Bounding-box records
══════════════════════════════

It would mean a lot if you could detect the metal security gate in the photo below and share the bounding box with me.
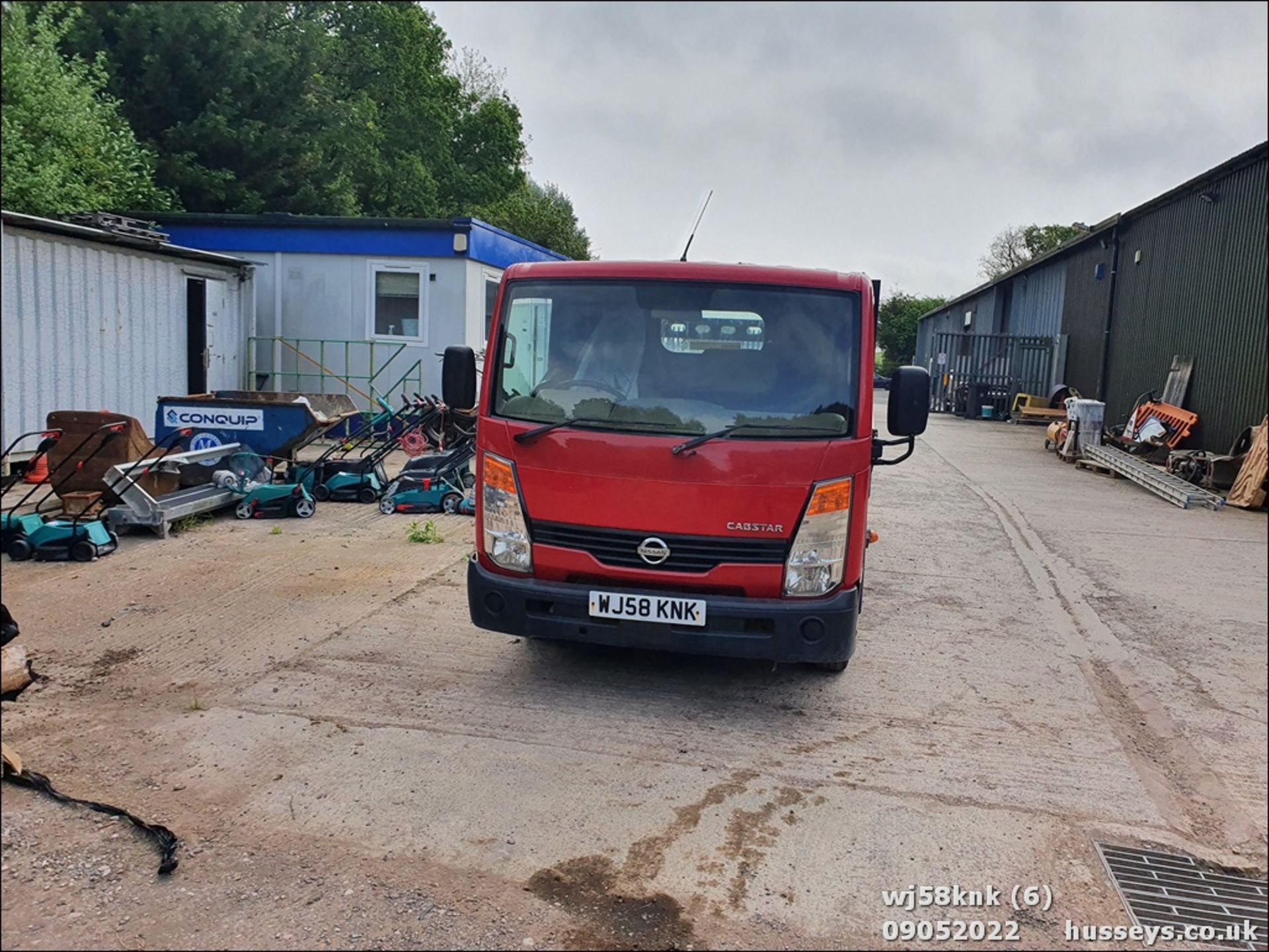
[929,332,1061,420]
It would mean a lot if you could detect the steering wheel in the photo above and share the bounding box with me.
[551,379,626,399]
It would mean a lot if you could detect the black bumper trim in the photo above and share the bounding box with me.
[467,558,859,662]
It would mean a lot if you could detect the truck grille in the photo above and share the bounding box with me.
[529,523,788,571]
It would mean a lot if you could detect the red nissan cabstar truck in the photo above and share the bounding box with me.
[443,261,929,671]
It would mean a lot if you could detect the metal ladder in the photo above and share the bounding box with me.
[1083,446,1225,509]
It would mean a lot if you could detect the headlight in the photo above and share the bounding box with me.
[785,476,850,596]
[481,453,533,571]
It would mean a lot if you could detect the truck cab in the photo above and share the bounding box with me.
[444,261,929,671]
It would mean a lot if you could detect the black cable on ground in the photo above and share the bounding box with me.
[4,768,180,876]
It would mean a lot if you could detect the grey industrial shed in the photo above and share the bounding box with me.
[0,211,254,451]
[916,143,1269,451]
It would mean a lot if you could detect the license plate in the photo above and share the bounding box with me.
[590,592,706,628]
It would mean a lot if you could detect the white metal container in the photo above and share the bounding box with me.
[1066,397,1106,453]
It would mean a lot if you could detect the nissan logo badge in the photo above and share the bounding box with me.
[634,535,670,566]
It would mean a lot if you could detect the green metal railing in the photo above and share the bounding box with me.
[246,337,422,410]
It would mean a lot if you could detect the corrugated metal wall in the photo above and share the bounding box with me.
[1062,242,1113,398]
[912,288,996,373]
[997,261,1066,337]
[0,228,252,445]
[1105,159,1269,453]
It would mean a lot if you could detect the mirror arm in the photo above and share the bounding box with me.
[873,436,916,466]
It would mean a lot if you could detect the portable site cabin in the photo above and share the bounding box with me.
[0,211,254,454]
[145,214,563,408]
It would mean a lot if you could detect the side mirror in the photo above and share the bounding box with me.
[440,348,476,410]
[886,367,930,436]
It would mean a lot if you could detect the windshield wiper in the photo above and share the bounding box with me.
[512,417,680,443]
[670,423,841,457]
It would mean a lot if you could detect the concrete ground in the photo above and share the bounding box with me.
[0,403,1269,949]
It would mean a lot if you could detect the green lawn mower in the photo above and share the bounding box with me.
[212,450,317,519]
[5,423,126,562]
[0,429,63,552]
[297,394,440,502]
[379,445,475,516]
[9,423,193,562]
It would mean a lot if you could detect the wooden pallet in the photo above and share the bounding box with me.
[1229,417,1269,508]
[1075,459,1123,479]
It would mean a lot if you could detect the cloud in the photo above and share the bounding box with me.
[432,3,1269,293]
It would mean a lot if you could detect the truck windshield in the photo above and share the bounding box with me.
[492,280,859,440]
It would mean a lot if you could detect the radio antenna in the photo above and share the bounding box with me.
[679,189,713,261]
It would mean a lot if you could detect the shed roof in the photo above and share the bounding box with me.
[920,142,1269,320]
[0,211,254,268]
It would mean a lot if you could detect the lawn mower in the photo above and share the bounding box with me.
[0,429,63,552]
[212,450,317,519]
[212,399,410,519]
[5,423,126,562]
[9,423,193,562]
[292,396,439,502]
[379,445,475,516]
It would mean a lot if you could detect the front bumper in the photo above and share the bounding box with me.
[467,558,859,662]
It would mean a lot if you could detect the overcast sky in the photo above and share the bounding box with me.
[425,3,1269,294]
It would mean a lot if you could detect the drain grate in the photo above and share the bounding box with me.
[1094,843,1269,949]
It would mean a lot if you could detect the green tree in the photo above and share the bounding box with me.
[978,225,1087,280]
[477,179,590,261]
[43,0,589,254]
[0,4,173,215]
[877,290,946,374]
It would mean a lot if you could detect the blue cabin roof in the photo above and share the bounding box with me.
[137,213,568,268]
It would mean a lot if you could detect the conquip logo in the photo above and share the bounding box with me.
[163,407,264,429]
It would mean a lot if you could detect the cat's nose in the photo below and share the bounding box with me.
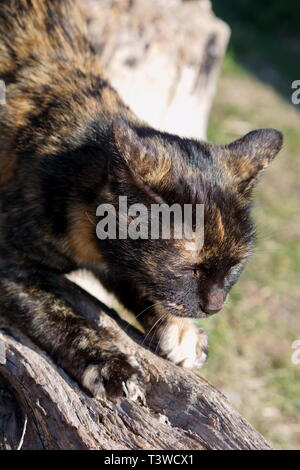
[200,286,225,315]
[201,305,223,315]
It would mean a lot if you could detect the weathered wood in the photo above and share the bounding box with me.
[79,0,229,138]
[0,288,269,450]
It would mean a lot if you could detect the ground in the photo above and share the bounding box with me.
[200,22,300,449]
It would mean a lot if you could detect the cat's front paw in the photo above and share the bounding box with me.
[82,353,144,401]
[157,318,207,369]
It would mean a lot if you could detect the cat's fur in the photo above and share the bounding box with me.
[0,0,282,395]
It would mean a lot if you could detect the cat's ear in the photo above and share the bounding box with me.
[113,117,171,186]
[226,129,283,193]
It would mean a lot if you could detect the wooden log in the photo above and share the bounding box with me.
[0,293,270,450]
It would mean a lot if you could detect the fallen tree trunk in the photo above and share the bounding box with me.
[0,0,270,450]
[0,288,270,450]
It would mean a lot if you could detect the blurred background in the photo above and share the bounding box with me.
[201,0,300,449]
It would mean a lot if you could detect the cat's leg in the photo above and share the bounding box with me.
[0,269,143,398]
[98,276,208,368]
[139,310,208,369]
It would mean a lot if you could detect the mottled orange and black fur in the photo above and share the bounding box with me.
[0,0,282,395]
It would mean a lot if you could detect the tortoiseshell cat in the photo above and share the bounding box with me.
[0,0,282,396]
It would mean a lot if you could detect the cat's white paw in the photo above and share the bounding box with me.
[157,318,207,369]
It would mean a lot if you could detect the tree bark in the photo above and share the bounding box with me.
[0,294,270,450]
[0,0,270,450]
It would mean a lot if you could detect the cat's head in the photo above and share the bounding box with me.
[101,119,283,317]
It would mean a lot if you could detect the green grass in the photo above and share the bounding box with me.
[201,30,300,449]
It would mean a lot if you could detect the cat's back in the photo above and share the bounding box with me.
[0,0,111,173]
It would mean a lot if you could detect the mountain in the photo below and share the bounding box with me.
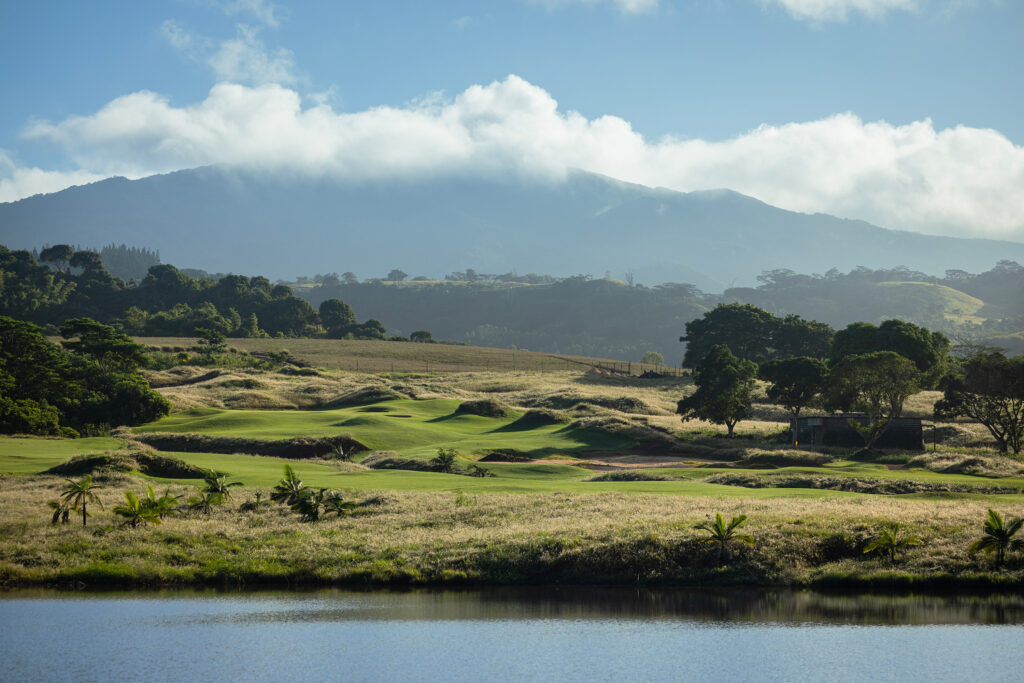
[0,167,1024,291]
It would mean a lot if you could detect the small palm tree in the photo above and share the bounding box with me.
[60,474,103,526]
[270,465,309,505]
[47,501,71,524]
[693,512,754,564]
[203,470,242,501]
[114,490,160,528]
[187,490,224,515]
[864,522,921,564]
[967,510,1024,569]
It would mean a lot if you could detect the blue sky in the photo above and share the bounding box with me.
[0,0,1024,241]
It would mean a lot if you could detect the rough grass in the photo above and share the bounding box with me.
[0,475,1024,590]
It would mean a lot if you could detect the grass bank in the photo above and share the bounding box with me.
[0,475,1024,590]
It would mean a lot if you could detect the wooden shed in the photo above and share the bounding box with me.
[790,413,925,451]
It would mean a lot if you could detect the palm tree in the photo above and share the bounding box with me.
[967,510,1024,569]
[270,465,309,505]
[693,512,754,564]
[864,522,921,564]
[188,490,224,515]
[203,470,242,501]
[60,474,103,526]
[114,490,160,528]
[47,501,71,524]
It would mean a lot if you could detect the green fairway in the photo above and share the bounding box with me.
[135,398,635,458]
[0,436,121,474]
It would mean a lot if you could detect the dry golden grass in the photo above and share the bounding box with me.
[0,476,1024,586]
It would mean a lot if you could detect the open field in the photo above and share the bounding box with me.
[0,348,1024,588]
[136,337,679,375]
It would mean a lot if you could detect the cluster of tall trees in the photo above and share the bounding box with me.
[678,304,1024,453]
[677,304,1024,454]
[0,245,385,339]
[0,316,170,436]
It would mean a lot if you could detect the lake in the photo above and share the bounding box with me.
[0,588,1024,683]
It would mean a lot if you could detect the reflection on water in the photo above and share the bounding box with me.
[0,588,1024,681]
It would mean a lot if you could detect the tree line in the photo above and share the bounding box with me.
[0,245,395,339]
[677,304,1024,454]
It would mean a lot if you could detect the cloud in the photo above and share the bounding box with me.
[761,0,928,22]
[0,154,108,202]
[217,0,281,29]
[207,25,297,85]
[160,19,299,85]
[8,76,1024,240]
[527,0,658,14]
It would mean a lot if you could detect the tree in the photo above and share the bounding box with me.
[679,303,833,368]
[864,522,921,564]
[829,319,949,375]
[640,351,665,368]
[693,512,754,564]
[825,351,921,449]
[430,447,459,474]
[676,344,758,437]
[679,303,774,368]
[935,351,1024,454]
[967,509,1024,569]
[319,299,356,339]
[270,465,307,505]
[114,490,161,528]
[758,355,828,419]
[60,474,103,526]
[39,245,75,270]
[68,251,105,272]
[409,330,434,344]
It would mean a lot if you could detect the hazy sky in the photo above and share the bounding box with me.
[0,0,1024,241]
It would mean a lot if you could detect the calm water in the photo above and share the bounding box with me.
[0,589,1024,683]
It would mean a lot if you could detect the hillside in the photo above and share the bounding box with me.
[0,168,1024,291]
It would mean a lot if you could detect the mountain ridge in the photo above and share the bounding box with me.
[0,166,1024,291]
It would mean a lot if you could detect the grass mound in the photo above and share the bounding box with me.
[525,391,664,415]
[907,453,1021,477]
[477,449,534,463]
[705,473,1021,496]
[499,410,567,431]
[132,432,368,459]
[44,451,206,479]
[359,451,433,472]
[323,386,406,409]
[455,398,508,418]
[585,470,674,481]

══════════════════════════════

Given exercise:
Put the lines above, starting at the one that contains "the blue sky" and ending at the one that contains "[0,316,170,436]", into a JSON list of strings with one string per line. Leave out any blank lines.

Answer to the exercise:
[
  "It would mean a lot if you could detect the blue sky in the photo above and share the bounding box with me.",
  "[0,0,1024,241]",
  "It would mean a lot if you could detect the rough grass in the photo above and share the bounding box with me.",
  "[0,475,1024,590]",
  "It would mean a lot if you could detect the grass bank in the photo above and share the bounding box with me.",
  "[0,475,1024,590]",
  "It would mean a lot if you could detect the wooden shed in the photo above and share the bounding box with me.",
  "[790,413,925,451]",
  "It would mean a lot if you could detect the palm tree in the photo above and share the bounding box with me.",
  "[967,510,1024,569]",
  "[270,465,309,505]",
  "[693,512,754,564]",
  "[864,522,921,564]",
  "[188,490,224,515]",
  "[203,470,242,501]",
  "[60,474,103,526]",
  "[114,490,160,528]",
  "[47,501,71,524]",
  "It would mean a lot if you could detect the green fairway in the photo above and share the bounding box with me.",
  "[135,398,635,458]",
  "[0,436,121,474]",
  "It would mean a lot if you could detect the dry golden grass in the photo above and share the bounding box with me.",
  "[0,476,1024,586]",
  "It would mean a lot if you could detect the open field in the photo above and share the bounding box with me.",
  "[0,348,1024,588]",
  "[136,337,679,375]",
  "It would mean a lot if you could detect the cluster of tall trees in the photo above and share the bounding box with me.",
  "[678,304,1024,453]",
  "[677,304,1024,454]",
  "[0,245,385,339]",
  "[0,316,170,436]"
]